## Problem description
Could you arrange the lines, from the line containing "Segment the wooden" up to and including the line containing "[[198,156],[198,147],[197,147],[197,165],[199,166],[199,157]]", as a Markdown table with the columns Row and Line, skipping any blank lines?

--- --- ---

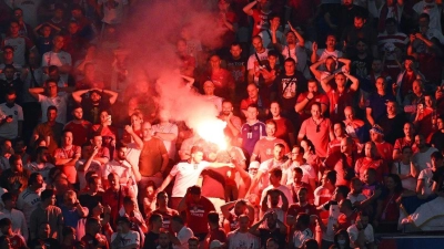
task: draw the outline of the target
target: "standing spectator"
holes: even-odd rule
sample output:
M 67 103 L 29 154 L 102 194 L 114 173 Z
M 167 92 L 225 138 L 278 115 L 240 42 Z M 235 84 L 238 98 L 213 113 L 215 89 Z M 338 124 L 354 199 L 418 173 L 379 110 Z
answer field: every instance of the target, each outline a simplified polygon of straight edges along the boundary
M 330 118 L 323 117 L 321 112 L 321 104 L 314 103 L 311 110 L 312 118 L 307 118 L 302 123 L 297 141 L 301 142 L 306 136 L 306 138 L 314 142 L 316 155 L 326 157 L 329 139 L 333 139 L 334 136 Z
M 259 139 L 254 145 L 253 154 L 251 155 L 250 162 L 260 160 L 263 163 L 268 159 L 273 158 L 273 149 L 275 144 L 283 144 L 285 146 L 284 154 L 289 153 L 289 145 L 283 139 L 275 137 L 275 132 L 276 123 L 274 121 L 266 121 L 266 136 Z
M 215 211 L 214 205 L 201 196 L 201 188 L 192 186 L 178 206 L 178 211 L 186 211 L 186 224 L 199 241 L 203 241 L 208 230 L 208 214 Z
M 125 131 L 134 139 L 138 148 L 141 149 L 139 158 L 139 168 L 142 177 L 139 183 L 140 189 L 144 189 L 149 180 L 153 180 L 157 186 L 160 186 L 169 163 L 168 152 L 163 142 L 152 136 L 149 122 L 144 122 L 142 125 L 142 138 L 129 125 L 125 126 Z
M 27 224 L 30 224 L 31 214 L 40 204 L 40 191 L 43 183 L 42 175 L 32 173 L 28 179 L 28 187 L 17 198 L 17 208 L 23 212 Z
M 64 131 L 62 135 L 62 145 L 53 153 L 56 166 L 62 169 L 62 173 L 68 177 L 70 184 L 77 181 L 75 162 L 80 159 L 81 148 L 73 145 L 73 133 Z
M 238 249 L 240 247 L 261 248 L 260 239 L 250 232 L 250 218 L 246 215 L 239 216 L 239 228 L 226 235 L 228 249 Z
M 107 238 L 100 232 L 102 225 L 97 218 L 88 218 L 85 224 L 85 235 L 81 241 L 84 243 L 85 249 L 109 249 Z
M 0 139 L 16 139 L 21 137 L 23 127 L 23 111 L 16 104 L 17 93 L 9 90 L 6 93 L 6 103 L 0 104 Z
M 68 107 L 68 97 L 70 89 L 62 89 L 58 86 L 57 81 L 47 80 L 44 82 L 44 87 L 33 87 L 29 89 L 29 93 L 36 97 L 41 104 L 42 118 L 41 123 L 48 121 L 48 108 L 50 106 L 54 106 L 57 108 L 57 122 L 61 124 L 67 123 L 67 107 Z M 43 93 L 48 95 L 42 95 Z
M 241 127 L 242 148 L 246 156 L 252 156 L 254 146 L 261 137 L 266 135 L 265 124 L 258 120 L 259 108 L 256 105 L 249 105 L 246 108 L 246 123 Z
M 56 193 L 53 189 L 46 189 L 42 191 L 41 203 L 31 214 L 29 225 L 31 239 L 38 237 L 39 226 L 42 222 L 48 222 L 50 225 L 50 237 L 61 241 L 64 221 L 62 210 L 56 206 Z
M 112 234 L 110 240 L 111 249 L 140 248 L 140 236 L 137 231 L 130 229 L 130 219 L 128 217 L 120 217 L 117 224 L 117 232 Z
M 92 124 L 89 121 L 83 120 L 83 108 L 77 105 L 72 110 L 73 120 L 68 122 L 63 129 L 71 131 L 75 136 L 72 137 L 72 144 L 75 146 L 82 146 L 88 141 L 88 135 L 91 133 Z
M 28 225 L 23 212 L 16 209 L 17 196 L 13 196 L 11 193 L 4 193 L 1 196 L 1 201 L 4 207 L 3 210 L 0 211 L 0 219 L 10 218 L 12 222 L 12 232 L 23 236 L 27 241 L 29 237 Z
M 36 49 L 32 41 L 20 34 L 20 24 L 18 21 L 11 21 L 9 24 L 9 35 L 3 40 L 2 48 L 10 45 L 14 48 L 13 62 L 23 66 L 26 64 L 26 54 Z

--- --- ---

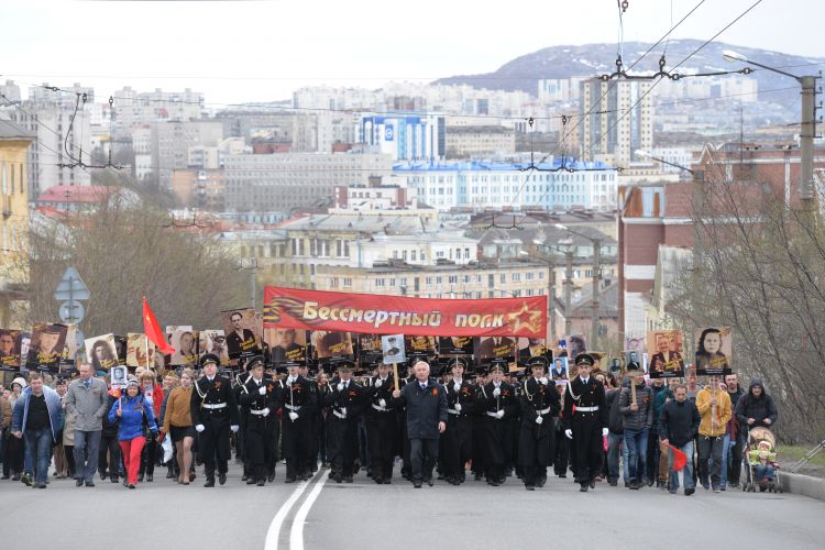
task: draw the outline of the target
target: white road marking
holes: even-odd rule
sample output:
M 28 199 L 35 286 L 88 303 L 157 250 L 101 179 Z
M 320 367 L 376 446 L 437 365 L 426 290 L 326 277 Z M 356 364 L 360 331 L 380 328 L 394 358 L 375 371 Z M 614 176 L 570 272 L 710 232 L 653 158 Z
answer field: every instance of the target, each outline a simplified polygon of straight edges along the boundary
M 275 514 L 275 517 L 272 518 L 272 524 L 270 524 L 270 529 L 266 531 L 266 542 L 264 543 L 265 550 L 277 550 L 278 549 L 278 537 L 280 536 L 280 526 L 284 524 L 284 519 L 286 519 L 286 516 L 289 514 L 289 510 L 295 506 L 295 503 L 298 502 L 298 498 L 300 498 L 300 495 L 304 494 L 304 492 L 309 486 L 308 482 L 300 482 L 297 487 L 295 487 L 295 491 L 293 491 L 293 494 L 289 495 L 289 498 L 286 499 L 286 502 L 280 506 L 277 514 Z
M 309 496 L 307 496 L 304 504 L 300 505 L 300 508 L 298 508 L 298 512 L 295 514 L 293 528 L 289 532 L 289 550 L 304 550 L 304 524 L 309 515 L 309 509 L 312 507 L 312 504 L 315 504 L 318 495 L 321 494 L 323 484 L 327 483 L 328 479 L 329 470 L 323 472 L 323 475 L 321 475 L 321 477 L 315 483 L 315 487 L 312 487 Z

--- --- ---

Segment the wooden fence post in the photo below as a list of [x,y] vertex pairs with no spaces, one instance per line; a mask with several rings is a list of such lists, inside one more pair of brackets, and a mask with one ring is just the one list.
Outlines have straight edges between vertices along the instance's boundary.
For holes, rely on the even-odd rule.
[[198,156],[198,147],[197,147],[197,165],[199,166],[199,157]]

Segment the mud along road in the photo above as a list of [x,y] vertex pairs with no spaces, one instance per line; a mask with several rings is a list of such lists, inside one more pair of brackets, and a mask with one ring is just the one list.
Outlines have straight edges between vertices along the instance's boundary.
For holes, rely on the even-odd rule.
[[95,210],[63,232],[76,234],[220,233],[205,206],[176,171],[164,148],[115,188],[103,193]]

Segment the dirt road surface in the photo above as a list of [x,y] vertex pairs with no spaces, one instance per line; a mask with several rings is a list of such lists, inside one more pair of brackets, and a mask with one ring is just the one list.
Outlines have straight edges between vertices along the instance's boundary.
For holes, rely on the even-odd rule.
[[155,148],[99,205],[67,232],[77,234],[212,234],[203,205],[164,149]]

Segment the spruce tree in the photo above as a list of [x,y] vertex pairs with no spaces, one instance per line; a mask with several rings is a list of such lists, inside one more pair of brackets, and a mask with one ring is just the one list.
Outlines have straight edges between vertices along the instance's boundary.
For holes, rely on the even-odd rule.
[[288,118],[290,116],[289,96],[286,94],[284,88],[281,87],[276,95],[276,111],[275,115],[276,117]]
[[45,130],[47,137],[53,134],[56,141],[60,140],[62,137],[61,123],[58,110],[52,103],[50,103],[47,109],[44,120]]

--- --- ---

## Correct result
| Row | Line |
|---|---|
| 1 | Segment the wooden fence post in the photo below as a list of [x,y] vertex pairs with no spaces, one instance per line; a mask with several rings is a list of such lists, inside one more pair of brackets, and a mask with one ring is just the one list. |
| 2 | Outlines have straight edges between vertices along the instance's boundary. |
| 3 | For holes, rely on the even-odd rule. |
| 4 | [[198,156],[198,147],[197,147],[197,165],[199,166],[199,157]] |